Task material -
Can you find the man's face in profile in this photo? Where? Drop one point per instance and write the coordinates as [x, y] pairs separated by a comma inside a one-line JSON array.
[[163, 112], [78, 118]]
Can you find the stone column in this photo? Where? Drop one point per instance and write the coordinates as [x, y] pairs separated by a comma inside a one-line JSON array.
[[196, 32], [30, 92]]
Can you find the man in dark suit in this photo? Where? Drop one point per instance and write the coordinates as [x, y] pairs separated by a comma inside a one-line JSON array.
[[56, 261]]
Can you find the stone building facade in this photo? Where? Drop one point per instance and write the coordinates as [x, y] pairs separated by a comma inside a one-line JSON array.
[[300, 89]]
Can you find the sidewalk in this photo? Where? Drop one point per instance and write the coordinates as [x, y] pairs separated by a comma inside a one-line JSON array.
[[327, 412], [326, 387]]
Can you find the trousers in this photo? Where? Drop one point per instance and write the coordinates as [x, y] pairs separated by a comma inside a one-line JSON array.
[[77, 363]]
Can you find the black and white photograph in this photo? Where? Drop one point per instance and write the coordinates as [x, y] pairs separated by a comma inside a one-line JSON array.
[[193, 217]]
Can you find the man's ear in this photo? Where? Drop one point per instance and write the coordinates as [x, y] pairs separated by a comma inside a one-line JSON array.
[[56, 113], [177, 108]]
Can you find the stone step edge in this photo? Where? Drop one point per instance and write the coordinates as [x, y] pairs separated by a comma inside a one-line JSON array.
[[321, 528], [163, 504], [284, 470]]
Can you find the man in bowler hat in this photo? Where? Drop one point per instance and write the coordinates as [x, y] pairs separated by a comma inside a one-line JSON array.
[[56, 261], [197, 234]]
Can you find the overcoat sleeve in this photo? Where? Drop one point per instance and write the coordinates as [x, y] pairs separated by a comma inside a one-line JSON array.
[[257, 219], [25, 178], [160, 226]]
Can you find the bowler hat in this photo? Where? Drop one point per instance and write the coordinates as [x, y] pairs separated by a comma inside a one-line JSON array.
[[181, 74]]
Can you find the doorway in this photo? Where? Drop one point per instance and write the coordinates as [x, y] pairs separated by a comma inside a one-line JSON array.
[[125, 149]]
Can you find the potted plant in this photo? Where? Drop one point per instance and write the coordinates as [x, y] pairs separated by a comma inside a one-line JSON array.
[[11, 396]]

About this task -
Transcribe the data above in full, exactly as it appears.

Task result -
Can you find the man's face in profile in this photo? Where? Drop one point per instance and write the coordinates as [x, y] pairs separated by a comma inside a one-line JSON array.
[[163, 112], [78, 118]]
Can you find the stone column in this photo? Where? Drop one point per instance and write the coordinates as [x, y] pairs separated by a comma inside a one-line JSON array.
[[196, 32], [30, 92]]
Can you find the man in dark suit in this photo? Where? Drop one point per instance and write the coordinates as [x, y] pairs separated by a comma inside a one-line JSON array.
[[56, 261]]
Can you find the stone building facade in this photo? Where? Drop one point per instance and write the coordinates as [x, y] pairs separated by a comma inside a one-line JSON array.
[[300, 89]]
Can you find the sidewalk in this photo? Where? Drop one point per instance and write the coordinates as [x, y] pairs separated by a comma inside a one-line JSON array.
[[327, 412], [326, 387]]
Can you find the trousers in this photo? Where? Drop one point per instance and write the coordinates as [x, y] pairs separated by a comma inside a one-line JSON array.
[[77, 363]]
Can you find the black and white photograph in this photo? Where? Drop one point per instance and write the coordinates as [x, y] pairs separated by a comma inside a one-line JSON array.
[[193, 217]]
Can you find the man's ear in this photo? Where? Drop one point per instance and write the coordinates as [x, y] pairs separated by a comma inside a one-line JSON array.
[[56, 113], [177, 108]]
Can you find the stone step edge in this photo? Where? Drop one point per instance and write the coordinates as [x, y] pairs separated by a comma inside a one-line JSON array.
[[321, 528], [163, 504], [284, 470]]
Can you find the man in bowler hat in this photo? Where? Drop one point per instance and write the coordinates as [x, y] pairs separated by a comma inside a one-line JSON array.
[[56, 261], [197, 234]]
Can you find the overcoat sleeve in this photo? Where? Drop one point per instance and write the coordinates as [x, y] pairs separated by a comma inside a one-line JSON array.
[[257, 219], [25, 178], [160, 226]]
Can you find the bowler hat in this photo? Where? Drop one point per instance and write the coordinates as [x, y] pairs separated by a comma inside a one-line JSON array.
[[181, 74]]
Can you find the doorway in this photo? Where? Drop one point per instance and write the coordinates as [x, y] pairs separated by a comma inside a one-line JSON array.
[[125, 149]]
Can you find the potted plant in this photo? Where? Drop one point per instance and write the coordinates as [x, y] pairs separated by a comma inside a one-line JSON array.
[[11, 396]]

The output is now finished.